*Your goal*.
For this exercise, retype each line of the material below verbatim and omit any picture.

*Material provided*.
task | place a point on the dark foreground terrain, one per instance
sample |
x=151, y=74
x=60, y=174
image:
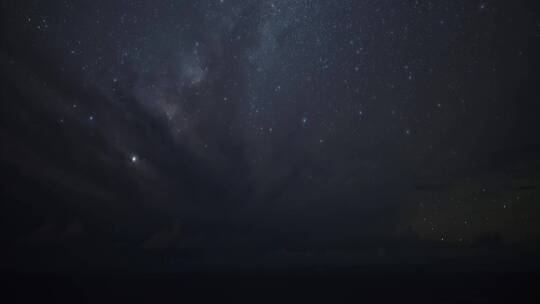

*Answer to this problem*.
task | place a point on the dark foreground terrain, one per instance
sample |
x=151, y=74
x=60, y=174
image:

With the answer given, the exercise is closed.